____ Extracted records

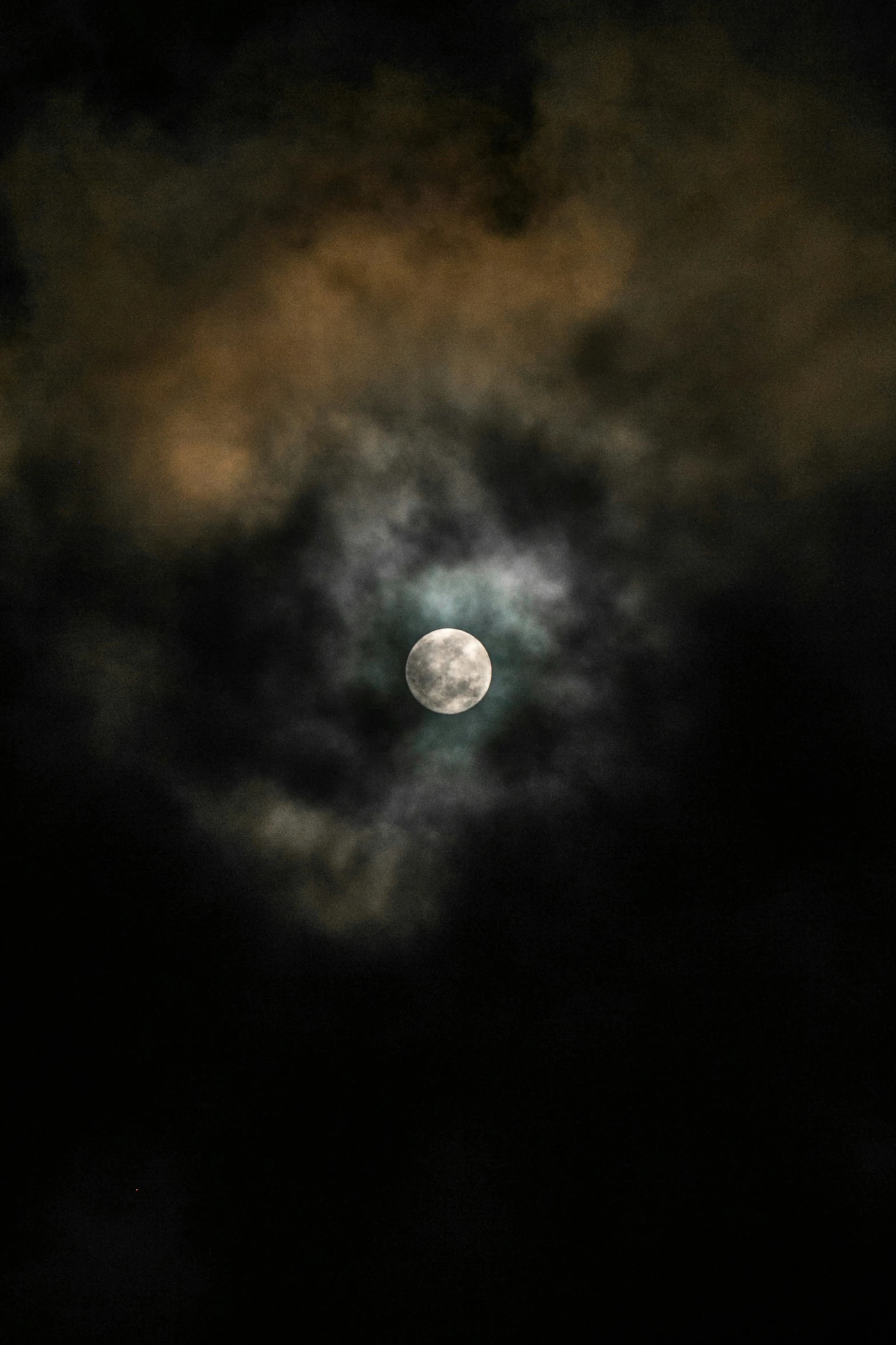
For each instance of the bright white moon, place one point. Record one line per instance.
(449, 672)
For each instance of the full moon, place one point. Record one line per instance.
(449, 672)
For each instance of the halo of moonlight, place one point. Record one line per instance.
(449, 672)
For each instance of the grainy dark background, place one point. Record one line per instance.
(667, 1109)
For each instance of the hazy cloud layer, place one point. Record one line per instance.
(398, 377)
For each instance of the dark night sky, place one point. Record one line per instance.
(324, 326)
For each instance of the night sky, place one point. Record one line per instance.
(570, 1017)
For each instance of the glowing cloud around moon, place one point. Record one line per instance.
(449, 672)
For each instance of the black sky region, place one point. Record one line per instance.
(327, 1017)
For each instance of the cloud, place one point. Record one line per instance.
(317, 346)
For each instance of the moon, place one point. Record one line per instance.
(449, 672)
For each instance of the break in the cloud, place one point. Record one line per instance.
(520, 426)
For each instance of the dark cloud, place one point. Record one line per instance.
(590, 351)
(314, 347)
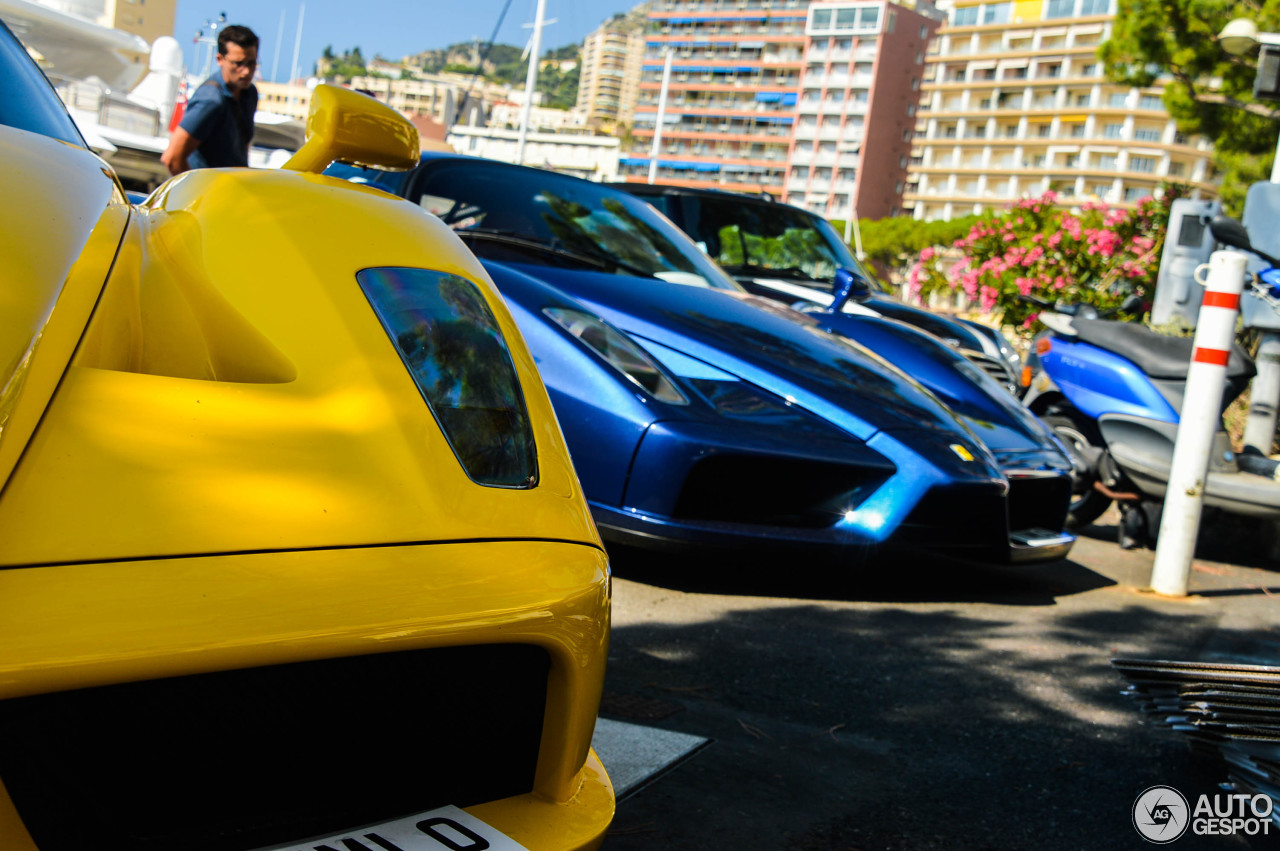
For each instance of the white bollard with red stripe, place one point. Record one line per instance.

________

• About this task:
Print each record exactly as it stands, skipping the pictures.

• Result for this task:
For each instance of the bright white moon, place one point. Record one line per instance.
(449, 672)
For each instance of the full moon, place one point. Record one line per instance.
(449, 672)
For each instance of the halo of moonlight, place one point. Record one line per instance.
(449, 672)
For each instance of the grainy dark background, place one point. Record one line per instance.
(667, 1109)
For each instance of the hazy cloud layer, place one point. Record one line per instance.
(398, 377)
For each instance of the dark night sky, place one point. Record one line per instance.
(324, 326)
For each instance of the night sky, place one point. Record one line per instance.
(570, 1017)
For each instance of the glowing cloud around moon, place one point. Record one line per instance.
(449, 672)
For each instance of the black sky region, place one point. Record one line per instance.
(327, 1017)
For each instance of the cloud, place one point. Record one line per instance.
(317, 346)
For each instance of the moon, place one point. Record one line per instance.
(449, 672)
For each instance of the break in the cloud, place one point. Record one line per instance.
(520, 426)
For each instance of the dark cloud, place one point. Record one line per instance.
(590, 351)
(314, 347)
For each instance of the white bollard with red stripe, place one point. Record one line per instance.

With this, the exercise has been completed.